La Maternelle (International title: Children of Montmartre) is a 1933 French film directed and written by Jean Benoît-Lévy and Marie Epstein. It was adapted from Léon Frapié's Prix Goncourt winning novel La Maternelle (1904). In 1935, it was ranked as the 6th best foreign film by the National Board of Review of Motion Pictures, and has received a 7.3 ranking (out of 10) by 71 reviewers at the Internet Movie Database.

Plot 
Rose, a girl from a well off family faces a series of tragic events that leaves her penniless and without a home. She is hired as an attendant at a day-care center in Paris with 150 poor children. She finds herself tenderly caring for them and soon they become very fond of her. One young girl named Marie, who is the abandoned daughter of a prostitute, becomes so attached to Rose that she becomes jealous when anyone else steals Rose's attention. Marie even tries to kill herself when she learns of  Rose's plans to marry Dr. Libois, the school's physician. Despite this, La Maternelle ultimately finds its way to a happy ending.

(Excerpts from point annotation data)
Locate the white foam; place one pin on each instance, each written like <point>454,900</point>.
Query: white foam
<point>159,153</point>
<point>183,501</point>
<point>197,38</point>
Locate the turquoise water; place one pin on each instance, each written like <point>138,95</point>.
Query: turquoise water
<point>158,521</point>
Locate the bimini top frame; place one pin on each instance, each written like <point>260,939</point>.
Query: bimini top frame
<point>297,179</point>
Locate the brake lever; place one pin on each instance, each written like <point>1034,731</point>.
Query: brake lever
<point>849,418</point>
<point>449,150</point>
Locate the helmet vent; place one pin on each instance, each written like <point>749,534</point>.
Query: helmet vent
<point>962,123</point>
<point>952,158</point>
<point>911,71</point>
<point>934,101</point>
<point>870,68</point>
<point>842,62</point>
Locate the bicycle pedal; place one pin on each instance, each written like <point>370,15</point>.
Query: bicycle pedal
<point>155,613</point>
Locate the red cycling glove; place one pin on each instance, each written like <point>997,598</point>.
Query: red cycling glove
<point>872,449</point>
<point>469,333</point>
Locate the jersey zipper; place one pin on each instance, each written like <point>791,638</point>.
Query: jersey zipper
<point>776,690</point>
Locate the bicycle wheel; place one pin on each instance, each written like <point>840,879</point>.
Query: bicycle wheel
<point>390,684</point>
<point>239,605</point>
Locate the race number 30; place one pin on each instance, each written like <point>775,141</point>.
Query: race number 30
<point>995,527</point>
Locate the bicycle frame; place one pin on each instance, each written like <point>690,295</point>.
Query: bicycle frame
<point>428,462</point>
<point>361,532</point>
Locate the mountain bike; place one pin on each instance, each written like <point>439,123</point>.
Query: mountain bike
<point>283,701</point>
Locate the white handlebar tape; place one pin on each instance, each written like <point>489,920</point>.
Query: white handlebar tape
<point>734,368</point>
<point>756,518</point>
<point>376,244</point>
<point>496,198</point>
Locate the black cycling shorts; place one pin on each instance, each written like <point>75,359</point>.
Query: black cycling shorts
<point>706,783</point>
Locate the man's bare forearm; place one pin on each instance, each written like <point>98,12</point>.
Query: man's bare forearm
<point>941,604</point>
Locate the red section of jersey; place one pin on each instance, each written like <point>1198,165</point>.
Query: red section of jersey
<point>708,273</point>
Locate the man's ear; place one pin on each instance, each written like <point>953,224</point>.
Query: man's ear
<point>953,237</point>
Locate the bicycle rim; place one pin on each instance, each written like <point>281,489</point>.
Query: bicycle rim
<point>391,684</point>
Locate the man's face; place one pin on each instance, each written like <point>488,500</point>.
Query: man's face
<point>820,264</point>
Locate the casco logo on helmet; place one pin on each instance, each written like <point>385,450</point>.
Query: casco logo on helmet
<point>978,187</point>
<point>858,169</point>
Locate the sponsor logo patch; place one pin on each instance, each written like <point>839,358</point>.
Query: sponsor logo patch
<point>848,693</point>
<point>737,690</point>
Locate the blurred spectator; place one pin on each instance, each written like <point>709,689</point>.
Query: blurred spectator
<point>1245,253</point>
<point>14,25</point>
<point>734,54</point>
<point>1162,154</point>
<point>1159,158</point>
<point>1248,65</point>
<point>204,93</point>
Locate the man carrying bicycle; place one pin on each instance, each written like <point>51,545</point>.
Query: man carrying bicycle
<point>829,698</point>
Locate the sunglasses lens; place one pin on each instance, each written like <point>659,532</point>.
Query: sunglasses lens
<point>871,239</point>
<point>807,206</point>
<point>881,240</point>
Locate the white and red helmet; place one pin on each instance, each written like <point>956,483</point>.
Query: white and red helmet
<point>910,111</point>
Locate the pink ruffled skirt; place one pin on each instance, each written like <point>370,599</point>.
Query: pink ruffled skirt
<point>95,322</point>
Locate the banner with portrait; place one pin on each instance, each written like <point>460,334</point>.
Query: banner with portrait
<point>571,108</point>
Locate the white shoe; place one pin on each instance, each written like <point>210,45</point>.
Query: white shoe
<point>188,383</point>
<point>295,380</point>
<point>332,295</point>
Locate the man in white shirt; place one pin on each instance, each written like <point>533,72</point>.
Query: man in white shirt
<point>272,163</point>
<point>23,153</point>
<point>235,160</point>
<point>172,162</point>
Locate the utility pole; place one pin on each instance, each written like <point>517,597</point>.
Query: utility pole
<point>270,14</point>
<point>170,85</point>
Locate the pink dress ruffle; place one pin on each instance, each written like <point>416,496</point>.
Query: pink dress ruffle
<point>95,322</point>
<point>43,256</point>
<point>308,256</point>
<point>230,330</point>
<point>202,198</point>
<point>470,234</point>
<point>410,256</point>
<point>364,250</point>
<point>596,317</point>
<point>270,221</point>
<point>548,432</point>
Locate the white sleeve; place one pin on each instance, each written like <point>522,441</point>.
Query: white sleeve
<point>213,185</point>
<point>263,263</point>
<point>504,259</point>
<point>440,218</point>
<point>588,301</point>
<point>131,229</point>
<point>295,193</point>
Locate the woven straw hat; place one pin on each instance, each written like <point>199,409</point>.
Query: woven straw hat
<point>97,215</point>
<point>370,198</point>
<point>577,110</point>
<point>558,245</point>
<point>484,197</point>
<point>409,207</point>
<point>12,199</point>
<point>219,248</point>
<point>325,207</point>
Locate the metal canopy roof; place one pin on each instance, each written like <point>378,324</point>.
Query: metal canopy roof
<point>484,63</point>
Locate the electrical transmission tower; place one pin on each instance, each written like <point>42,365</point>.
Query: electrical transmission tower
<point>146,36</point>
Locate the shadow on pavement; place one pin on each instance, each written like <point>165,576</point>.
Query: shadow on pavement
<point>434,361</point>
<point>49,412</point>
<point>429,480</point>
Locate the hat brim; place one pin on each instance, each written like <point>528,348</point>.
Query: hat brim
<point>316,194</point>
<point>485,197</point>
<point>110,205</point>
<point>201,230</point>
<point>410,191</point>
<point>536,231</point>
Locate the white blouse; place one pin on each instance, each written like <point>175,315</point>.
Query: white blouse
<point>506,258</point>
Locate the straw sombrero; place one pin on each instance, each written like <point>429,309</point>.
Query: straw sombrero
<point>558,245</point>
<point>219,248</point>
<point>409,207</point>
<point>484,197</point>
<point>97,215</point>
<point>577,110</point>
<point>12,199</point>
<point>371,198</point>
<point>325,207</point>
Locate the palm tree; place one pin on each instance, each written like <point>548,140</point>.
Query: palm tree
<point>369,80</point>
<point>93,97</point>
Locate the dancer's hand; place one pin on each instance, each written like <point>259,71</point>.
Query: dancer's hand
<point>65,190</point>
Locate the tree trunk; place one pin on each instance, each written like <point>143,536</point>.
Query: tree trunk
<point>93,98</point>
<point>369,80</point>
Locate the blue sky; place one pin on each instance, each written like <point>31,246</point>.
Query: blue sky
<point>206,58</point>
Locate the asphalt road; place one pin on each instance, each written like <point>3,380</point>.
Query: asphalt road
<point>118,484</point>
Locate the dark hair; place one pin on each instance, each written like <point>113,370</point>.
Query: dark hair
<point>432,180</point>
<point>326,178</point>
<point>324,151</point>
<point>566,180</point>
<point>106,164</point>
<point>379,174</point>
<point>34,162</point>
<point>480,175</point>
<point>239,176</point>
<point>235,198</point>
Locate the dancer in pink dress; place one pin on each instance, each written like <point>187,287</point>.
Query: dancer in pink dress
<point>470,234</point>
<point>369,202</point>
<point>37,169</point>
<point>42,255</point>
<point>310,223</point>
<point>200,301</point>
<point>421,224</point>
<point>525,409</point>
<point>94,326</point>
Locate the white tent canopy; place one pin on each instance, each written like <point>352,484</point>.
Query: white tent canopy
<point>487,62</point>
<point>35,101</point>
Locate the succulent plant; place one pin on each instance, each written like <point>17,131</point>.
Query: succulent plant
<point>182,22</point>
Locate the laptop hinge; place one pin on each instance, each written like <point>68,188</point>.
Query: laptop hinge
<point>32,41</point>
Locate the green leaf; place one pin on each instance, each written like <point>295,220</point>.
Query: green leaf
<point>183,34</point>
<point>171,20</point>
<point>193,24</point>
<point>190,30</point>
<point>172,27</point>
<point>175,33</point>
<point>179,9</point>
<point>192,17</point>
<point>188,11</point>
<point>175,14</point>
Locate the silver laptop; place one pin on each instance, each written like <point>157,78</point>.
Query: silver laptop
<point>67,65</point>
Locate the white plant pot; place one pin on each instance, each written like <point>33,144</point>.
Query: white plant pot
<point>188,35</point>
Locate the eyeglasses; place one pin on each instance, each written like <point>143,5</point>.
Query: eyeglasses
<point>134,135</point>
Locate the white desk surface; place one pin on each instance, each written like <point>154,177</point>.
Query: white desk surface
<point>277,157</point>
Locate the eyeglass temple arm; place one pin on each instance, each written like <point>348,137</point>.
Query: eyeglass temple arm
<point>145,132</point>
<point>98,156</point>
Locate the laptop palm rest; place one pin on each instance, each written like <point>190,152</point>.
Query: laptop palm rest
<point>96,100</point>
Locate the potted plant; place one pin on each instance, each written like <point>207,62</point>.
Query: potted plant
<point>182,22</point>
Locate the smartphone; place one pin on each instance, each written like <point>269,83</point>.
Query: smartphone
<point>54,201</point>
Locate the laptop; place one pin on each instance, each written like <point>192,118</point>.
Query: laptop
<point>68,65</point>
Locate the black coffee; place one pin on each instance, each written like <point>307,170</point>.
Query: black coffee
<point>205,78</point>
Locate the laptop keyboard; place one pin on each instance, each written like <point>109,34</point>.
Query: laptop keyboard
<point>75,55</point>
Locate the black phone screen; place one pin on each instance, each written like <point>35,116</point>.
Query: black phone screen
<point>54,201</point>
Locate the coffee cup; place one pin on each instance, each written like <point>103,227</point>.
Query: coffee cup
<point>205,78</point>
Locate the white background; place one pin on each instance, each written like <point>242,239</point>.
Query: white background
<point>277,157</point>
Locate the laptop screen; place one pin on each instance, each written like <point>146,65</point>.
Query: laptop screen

= Jobs =
A. In the La Maternelle film summary, what rank did the National Board of Review of Motion Pictures give the film in 1935?
B. Carry on the La Maternelle film summary from where it stops.
The records come from a separate source, not from the film summary.

= Set of answers =
A. It ranked it the 6th best foreign film.

B.
Cast
 Madeleine Renaud - Rose
 Mady Berry - Mme. Paulin
 Alice Tissot - Superintendent
 Paulette Elambert - Marie Coeuret
 Henri Debain - Dr. Libois
 Edmond van Daele - Pantin
 Alex Bernard - Professor

Critical reviews
In 1935, the New York Times called it "a film of extraordinary insight, tenderness and tragic beauty", adding "Mr. Benoit-Levy presents a heart-breaking cross-section of this tatterdemalion kindergarten in such minor portraits as the little boy who has never learned how to smile."

Also known as
Children of Montmartre: International (English title)
La maternelle: Italy (dubbed version)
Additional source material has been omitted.